====== Excerpted passage

Public API and Backward Incompatible Changes

This section lists public API changes that were introduced in Aspose.Words 20.5. It includes not only new and obsoleted public methods, but also a description of any changes in the behavior behind the scenes in Aspose.Words which may affect existing code. Any behavior introduced that could be seen as regression and modifies existing behavior is especially important and is documented here.

Added a new public property OoxmlSaveOptions.CompressionLevel

Related issue: WORDSNET-20169

A new public option has been added to the ‘OoxmlSaveOptions’ class:

.NET

/// <summary>
/// Specifies the compression level used to save document.
/// </summary>
public CompressionLevel CompressionLevel

The corresponding public ‘CompressionLevel’ enum has been added to the ‘Aspose.Words.Saving’ namespace:

.NET

/// <summary>
/// The compression level for OOXML files. 
/// <para>
/// (DOCX and DOTX files are internally a ZIP-archive, this property controls the compression level of the archive.
/// </para>
/// <para>
/// Note, that FlatOpc file is not a ZIP-archive, therefore, this property does not affect the FlatOpc files.)
/// </para>
/// </summary>
public enum CompressionLevel
{
    /// <summary>
    /// Normal compression level. Default compression level used by Aspose.Words.
    /// </summary>
    Normal = 0,
    /// <summary>
    /// Maximum compression level.
    /// </summary>
    Maximum = 1,
    /// <summary>
    /// Fast compression level.
    /// </summary>
    Fast = 2,
    /// <summary>
    /// Super Fast compression level. Microsoft Word uses this compression level.
    /// </summary>
    SuperFast = 3
}

Use Case: Explains how to specify the compression level ‘SuperFast’ (used by Microsoft Word) to save the document.

.NET

Document doc = new Document("in.docx");
OoxmlSaveOptions so = new OoxmlSaveOptions(SaveFormat.Docx);
so.CompressionLevel = CompressionLevel.SuperFast;
doc.Save("out.docx", so);

Added page layout callback

Related issue WORDSNET-19093

Document.LayoutOptions.Callback property

.NET

/// <summary>
/// Gets or sets <see cref="IPageLayoutCallback"/> implementation used by page layout model.

============

Problem 1:
Reproduce the records verbatim, everything from the line containing "I need to find the blue sky" down to the line containing "xmin=73 ymin=51 xmax=108 ymax=65", including both of those lines.
The release notes and the records that follow them were taken from unrelated sources.

====== Listed entries

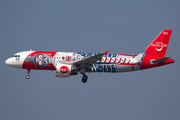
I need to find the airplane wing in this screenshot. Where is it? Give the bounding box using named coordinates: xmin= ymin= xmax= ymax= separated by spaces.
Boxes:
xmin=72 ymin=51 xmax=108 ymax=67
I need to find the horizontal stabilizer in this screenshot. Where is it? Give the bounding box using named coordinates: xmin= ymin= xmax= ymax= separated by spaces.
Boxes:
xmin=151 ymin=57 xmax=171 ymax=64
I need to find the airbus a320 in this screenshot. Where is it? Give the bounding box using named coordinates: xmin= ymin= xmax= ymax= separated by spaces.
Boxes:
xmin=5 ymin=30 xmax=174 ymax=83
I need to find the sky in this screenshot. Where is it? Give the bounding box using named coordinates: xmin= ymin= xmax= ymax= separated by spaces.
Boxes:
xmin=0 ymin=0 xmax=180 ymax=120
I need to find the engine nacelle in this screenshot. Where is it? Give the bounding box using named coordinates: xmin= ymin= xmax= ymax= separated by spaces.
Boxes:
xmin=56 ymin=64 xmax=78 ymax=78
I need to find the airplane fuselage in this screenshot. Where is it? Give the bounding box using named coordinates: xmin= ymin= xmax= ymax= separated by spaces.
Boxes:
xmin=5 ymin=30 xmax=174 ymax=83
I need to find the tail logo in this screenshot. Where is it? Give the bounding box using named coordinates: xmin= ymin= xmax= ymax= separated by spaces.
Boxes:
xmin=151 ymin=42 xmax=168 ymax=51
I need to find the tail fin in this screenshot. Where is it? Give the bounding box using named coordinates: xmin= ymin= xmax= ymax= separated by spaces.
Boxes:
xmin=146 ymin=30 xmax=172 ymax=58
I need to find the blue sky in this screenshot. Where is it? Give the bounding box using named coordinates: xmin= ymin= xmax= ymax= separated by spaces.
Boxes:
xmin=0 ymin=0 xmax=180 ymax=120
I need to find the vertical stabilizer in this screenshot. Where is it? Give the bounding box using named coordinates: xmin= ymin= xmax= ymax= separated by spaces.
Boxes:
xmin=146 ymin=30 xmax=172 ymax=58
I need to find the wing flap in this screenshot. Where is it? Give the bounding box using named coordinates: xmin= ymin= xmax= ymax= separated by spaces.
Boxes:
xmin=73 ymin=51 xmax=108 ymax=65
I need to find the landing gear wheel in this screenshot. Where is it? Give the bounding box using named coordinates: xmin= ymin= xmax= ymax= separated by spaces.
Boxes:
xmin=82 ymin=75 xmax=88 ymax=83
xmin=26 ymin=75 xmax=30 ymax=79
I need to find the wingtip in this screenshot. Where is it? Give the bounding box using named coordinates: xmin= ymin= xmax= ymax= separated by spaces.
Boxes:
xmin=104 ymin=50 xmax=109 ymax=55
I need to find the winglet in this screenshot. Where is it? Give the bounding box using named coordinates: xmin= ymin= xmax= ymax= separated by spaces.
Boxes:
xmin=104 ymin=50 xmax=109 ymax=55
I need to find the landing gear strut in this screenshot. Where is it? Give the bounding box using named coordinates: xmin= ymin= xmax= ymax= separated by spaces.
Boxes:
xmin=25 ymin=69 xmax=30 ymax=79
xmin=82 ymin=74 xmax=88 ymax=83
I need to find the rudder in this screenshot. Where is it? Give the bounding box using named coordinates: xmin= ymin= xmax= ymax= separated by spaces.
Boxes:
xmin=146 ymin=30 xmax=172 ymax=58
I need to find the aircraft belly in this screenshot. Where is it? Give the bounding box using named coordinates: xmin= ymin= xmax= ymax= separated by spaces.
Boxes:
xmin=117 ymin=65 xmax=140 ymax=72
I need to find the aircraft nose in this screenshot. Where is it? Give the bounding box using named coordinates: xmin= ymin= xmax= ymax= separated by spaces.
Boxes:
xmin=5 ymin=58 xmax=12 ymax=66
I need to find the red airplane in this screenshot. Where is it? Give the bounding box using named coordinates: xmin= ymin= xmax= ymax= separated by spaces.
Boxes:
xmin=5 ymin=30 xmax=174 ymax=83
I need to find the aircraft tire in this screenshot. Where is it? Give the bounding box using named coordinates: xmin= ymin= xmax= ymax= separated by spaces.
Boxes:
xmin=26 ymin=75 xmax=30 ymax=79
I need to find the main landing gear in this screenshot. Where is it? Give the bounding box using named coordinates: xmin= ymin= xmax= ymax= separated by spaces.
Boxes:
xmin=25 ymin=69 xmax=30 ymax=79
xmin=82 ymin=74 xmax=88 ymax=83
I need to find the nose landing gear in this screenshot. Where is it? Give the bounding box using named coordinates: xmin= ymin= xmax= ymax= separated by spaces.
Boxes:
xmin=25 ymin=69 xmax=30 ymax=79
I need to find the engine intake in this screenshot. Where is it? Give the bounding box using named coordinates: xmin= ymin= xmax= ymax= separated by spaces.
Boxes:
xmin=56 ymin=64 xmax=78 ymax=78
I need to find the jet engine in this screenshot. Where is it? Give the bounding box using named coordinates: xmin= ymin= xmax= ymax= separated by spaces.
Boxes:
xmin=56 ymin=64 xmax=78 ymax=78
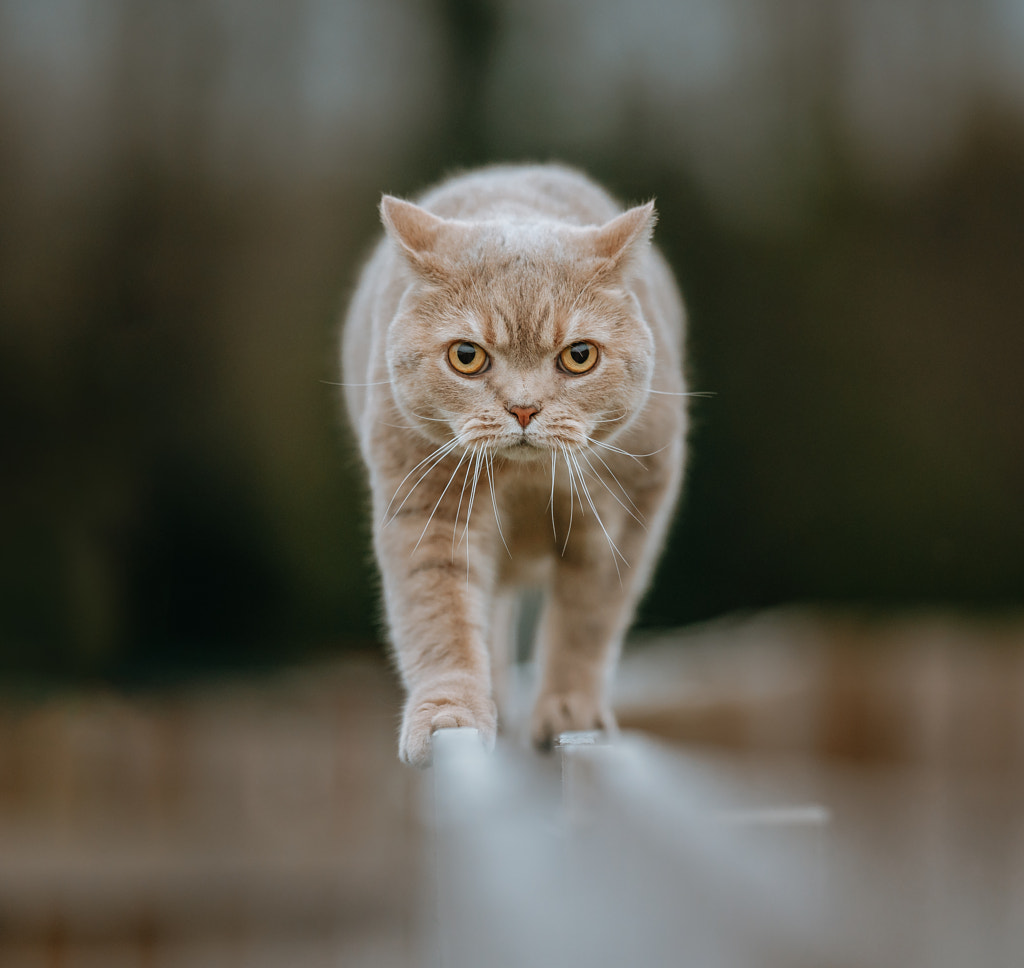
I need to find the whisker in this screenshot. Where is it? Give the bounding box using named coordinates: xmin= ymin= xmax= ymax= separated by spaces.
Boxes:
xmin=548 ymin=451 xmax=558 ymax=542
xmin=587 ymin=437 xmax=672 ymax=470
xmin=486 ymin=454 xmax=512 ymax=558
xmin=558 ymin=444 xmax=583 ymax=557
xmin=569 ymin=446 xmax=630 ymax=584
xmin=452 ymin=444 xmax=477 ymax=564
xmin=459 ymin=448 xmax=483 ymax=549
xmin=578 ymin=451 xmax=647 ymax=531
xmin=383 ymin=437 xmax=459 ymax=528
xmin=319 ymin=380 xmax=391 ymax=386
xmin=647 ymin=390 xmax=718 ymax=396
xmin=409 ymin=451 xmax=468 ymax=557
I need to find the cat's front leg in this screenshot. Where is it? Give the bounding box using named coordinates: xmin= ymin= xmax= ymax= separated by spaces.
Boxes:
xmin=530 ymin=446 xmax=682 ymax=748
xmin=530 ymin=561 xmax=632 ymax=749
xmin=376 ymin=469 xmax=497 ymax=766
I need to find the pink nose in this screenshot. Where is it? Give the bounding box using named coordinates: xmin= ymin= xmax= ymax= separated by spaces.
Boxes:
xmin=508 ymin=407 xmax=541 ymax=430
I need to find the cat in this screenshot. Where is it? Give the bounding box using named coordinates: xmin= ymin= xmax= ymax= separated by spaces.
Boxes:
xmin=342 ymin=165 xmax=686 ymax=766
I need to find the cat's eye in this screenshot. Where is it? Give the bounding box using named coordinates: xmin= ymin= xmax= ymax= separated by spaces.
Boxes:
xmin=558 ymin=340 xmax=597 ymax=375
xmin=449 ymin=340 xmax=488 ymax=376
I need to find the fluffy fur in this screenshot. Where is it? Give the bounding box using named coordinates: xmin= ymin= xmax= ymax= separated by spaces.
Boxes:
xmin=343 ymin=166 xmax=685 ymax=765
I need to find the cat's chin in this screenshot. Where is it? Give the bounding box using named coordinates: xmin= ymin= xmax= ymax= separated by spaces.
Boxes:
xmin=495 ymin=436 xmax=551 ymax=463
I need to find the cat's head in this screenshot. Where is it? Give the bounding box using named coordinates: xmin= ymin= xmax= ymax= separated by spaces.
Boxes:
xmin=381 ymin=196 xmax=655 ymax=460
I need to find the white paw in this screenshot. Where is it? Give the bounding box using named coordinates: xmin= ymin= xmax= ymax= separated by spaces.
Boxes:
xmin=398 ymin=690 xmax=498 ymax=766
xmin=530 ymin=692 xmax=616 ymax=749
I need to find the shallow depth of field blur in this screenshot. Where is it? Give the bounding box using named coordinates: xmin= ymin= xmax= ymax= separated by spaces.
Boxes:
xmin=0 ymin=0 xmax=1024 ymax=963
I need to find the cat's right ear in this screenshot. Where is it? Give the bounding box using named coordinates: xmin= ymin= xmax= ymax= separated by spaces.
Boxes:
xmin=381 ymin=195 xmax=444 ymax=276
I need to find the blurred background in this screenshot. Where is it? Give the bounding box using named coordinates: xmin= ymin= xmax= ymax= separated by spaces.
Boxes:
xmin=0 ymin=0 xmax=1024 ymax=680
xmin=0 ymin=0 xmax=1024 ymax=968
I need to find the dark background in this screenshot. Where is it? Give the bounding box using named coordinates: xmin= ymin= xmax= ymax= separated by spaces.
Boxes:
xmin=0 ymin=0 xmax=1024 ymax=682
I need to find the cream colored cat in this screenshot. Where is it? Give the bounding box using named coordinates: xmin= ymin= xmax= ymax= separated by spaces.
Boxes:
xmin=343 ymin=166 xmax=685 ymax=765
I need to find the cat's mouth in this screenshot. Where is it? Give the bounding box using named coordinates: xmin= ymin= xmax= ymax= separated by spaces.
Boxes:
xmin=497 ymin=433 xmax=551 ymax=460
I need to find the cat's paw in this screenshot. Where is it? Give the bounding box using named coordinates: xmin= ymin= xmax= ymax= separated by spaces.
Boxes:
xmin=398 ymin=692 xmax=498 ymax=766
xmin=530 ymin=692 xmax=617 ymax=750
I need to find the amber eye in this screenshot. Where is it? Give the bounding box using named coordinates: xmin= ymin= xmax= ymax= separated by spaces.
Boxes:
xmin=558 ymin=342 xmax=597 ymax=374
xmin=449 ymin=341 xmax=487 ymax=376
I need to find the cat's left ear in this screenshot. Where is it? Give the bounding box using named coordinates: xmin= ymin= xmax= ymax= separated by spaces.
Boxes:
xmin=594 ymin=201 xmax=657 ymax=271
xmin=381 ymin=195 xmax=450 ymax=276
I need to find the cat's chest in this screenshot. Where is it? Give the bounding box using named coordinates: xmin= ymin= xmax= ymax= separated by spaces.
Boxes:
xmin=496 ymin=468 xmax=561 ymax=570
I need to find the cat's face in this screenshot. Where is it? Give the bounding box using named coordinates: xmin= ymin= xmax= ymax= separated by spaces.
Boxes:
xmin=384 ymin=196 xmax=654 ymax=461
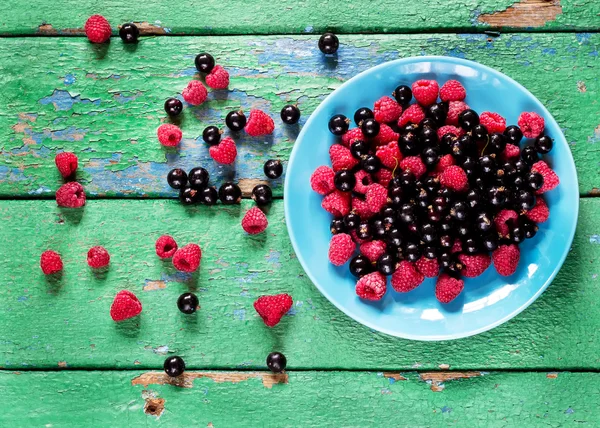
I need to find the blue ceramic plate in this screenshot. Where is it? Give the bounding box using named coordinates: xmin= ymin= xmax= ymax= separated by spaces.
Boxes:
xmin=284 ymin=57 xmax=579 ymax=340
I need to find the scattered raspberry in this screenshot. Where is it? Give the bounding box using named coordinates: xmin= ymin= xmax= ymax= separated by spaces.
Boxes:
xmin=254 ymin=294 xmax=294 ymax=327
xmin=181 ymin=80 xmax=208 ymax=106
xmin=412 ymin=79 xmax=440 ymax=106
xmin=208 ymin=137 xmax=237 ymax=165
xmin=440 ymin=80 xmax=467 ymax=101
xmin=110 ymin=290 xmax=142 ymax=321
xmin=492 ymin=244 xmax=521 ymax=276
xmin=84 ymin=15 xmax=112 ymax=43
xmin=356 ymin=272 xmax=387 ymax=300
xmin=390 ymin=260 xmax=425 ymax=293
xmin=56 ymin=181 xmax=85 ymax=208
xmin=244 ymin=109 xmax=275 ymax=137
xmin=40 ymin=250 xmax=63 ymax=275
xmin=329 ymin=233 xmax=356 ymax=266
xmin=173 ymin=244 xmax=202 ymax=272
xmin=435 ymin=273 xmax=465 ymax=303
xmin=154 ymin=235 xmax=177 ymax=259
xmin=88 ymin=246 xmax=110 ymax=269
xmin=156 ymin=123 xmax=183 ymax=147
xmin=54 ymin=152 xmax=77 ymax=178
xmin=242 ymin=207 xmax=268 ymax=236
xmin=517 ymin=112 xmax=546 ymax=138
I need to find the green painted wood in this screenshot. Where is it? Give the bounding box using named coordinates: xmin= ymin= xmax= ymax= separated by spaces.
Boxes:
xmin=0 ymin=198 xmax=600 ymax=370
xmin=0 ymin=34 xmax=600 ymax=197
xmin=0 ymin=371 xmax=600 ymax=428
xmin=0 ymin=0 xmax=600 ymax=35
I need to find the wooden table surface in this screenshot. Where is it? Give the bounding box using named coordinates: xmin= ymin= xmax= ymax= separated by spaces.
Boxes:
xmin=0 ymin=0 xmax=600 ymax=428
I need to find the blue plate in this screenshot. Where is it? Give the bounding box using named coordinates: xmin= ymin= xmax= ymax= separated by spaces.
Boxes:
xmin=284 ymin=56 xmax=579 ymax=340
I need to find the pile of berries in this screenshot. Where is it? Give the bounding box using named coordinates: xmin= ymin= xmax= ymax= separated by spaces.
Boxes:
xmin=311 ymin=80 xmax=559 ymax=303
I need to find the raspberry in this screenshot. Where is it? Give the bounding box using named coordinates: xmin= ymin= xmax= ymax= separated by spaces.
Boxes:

============

Problem 2:
According to the release notes, which compression level does Microsoft Word use?

Solution 1:
I need to find the blue sky in this screenshot. Where is it? Give the bounding box using named coordinates: xmin= ymin= xmax= ymax= separated by spaces.
Boxes:
xmin=0 ymin=0 xmax=180 ymax=120
I need to find the vertical stabilizer in this screenshot. Where is it? Give the bounding box using named coordinates: xmin= ymin= xmax= ymax= separated by spaces.
Boxes:
xmin=146 ymin=30 xmax=172 ymax=58
I need to find the wing flap in this screenshot. Where is it? Give the bounding box using named coordinates: xmin= ymin= xmax= ymax= separated by spaces.
Boxes:
xmin=73 ymin=51 xmax=108 ymax=65

Solution 2:
SuperFast